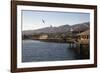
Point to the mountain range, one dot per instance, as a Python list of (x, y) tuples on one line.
[(60, 29)]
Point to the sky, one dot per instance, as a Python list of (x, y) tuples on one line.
[(32, 20)]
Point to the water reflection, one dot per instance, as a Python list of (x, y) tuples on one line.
[(34, 51)]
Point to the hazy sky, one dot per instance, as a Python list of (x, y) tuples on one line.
[(34, 19)]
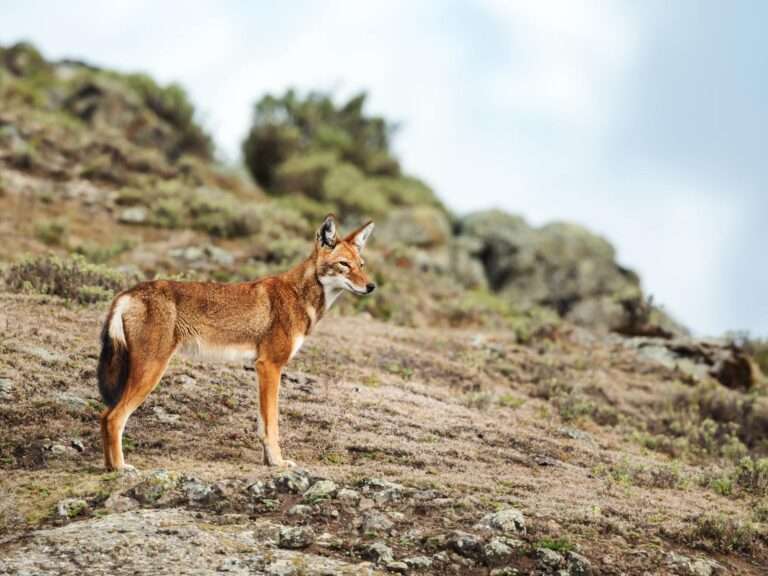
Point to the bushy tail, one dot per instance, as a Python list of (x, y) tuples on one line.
[(113, 362)]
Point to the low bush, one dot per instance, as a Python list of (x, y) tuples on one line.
[(72, 278)]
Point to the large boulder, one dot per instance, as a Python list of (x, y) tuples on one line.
[(561, 265)]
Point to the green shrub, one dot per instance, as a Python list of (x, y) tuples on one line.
[(752, 475), (722, 533), (51, 232), (72, 278)]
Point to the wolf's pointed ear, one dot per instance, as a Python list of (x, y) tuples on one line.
[(326, 235), (360, 236)]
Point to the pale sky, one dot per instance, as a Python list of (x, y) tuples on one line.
[(645, 121)]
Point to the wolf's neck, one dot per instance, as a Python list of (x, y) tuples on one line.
[(309, 290)]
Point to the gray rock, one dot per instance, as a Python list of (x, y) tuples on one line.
[(300, 510), (578, 565), (259, 490), (560, 265), (509, 521), (379, 553), (293, 481), (6, 388), (348, 497), (154, 487), (71, 508), (180, 543), (466, 545), (397, 567), (549, 559), (418, 563), (133, 215), (117, 503), (320, 490), (296, 537), (685, 566), (197, 492), (497, 551), (374, 521)]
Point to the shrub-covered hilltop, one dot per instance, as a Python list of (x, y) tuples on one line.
[(508, 402)]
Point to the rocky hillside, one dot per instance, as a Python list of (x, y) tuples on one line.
[(508, 402)]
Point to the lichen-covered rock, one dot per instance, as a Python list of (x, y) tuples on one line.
[(418, 563), (374, 521), (379, 552), (293, 481), (466, 545), (154, 487), (296, 537), (508, 521), (348, 497), (686, 566), (498, 551), (549, 560), (71, 508), (320, 490), (561, 265)]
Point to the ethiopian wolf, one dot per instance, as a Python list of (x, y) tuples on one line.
[(264, 320)]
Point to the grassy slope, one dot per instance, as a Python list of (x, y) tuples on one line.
[(458, 412)]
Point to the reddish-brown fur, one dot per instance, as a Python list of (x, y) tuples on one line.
[(266, 319)]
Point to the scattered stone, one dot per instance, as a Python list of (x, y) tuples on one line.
[(6, 388), (549, 559), (133, 215), (296, 537), (259, 489), (300, 510), (164, 416), (328, 540), (466, 545), (230, 565), (197, 492), (508, 571), (374, 521), (497, 552), (154, 487), (71, 508), (321, 490), (58, 449), (578, 565), (685, 566), (397, 567), (507, 521), (379, 553), (117, 503), (418, 562), (293, 481), (366, 504), (347, 496)]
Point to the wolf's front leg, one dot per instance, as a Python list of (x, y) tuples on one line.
[(269, 392)]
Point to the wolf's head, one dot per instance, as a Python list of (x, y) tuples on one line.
[(340, 265)]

- **Exercise requirements**: Format every line of the items above as a JSON list of strings, one string per line, and drop any blank lines. Leave the pictures out.

- **The reply**:
[
  "Point to the mountain range, one dot per instance, as a Python list of (x, y) tuples on one line.",
  "[(60, 29)]",
  "Point to the sky, one dot per instance, as a Python list of (x, y) tuples on one line.",
  "[(32, 20)]",
  "Point to the water reflection, one dot per instance, as a Python list of (x, y) tuples on one line.",
  "[(34, 51)]",
  "Point to the hazy sky, one dot per instance, as a Python list of (x, y) tuples on one line.",
  "[(34, 19)]",
  "Point to the bushy tail, one dot per instance, as a Python list of (x, y) tuples on one line.",
  "[(113, 362)]",
  "Point to the low bush, one dot per instance, as a Python list of (x, y) tuples on one line.",
  "[(72, 278)]",
  "Point to the large boulder, one dot per instance, as a Python list of (x, y) tuples on one line.",
  "[(561, 265)]",
  "Point to the green shrub, one dot per instance, as a Python list of (x, y) tuples on one line.",
  "[(752, 475), (722, 533), (51, 232), (72, 278)]",
  "Point to the wolf's pointed ear, one dot per instance, as a Python list of (x, y) tuples on one line.",
  "[(326, 235), (360, 236)]",
  "Point to the pale sky, one dot per instance, as a Python list of (x, y) tuples on one line.",
  "[(645, 121)]",
  "Point to the wolf's neck, one dot per instance, as a Python list of (x, y) tuples on one line.",
  "[(309, 290)]",
  "Point to the gray rock, one dot per instance, as a Python list of (x, y) tuples on one line.",
  "[(300, 510), (578, 565), (259, 490), (560, 265), (509, 521), (379, 553), (293, 481), (6, 388), (348, 497), (154, 487), (71, 508), (180, 543), (466, 545), (397, 567), (549, 559), (418, 563), (133, 215), (117, 503), (320, 490), (296, 537), (685, 566), (197, 492), (497, 551), (374, 521)]",
  "Point to the shrub-covered hilltop, one dot per instance, as a Python list of (x, y) tuples on one line.",
  "[(508, 402)]",
  "Point to the rocky hillside, one dot per instance, as a Python list of (x, y) tuples on one line.",
  "[(508, 402)]",
  "Point to the lichen-covered rock, one dot per instance, as a Python list of (x, y) tuples on one line.",
  "[(418, 563), (374, 521), (379, 552), (293, 481), (466, 545), (154, 487), (296, 537), (508, 521), (348, 497), (686, 566), (498, 551), (549, 560), (71, 508), (320, 490), (561, 265)]",
  "Point to the ethiopian wolf, one dot per instance, as a Python list of (x, y) tuples on one line.",
  "[(264, 320)]",
  "Point to the grassy slope, one dot per instance, as a Python list of (x, y) tuples on one line.",
  "[(458, 412)]",
  "Point to the reddish-brown fur, one dot per instance, as a Python list of (x, y) tuples on one line.",
  "[(266, 319)]",
  "Point to the scattered stone, one dot per instance, as a Python list of (x, y) tuples on one line.",
  "[(6, 388), (549, 559), (133, 215), (296, 537), (259, 489), (300, 510), (164, 416), (328, 540), (466, 545), (230, 565), (197, 492), (508, 571), (374, 521), (497, 552), (154, 487), (71, 508), (321, 490), (58, 449), (578, 565), (685, 566), (397, 567), (507, 521), (379, 553), (117, 503), (418, 562), (293, 481), (366, 504), (347, 496)]",
  "Point to the wolf's front leg, one dot per instance, as a Python list of (x, y) tuples on one line.",
  "[(269, 392)]",
  "Point to the wolf's head, one dot per instance, as a Python list of (x, y) tuples on one line.",
  "[(340, 265)]"
]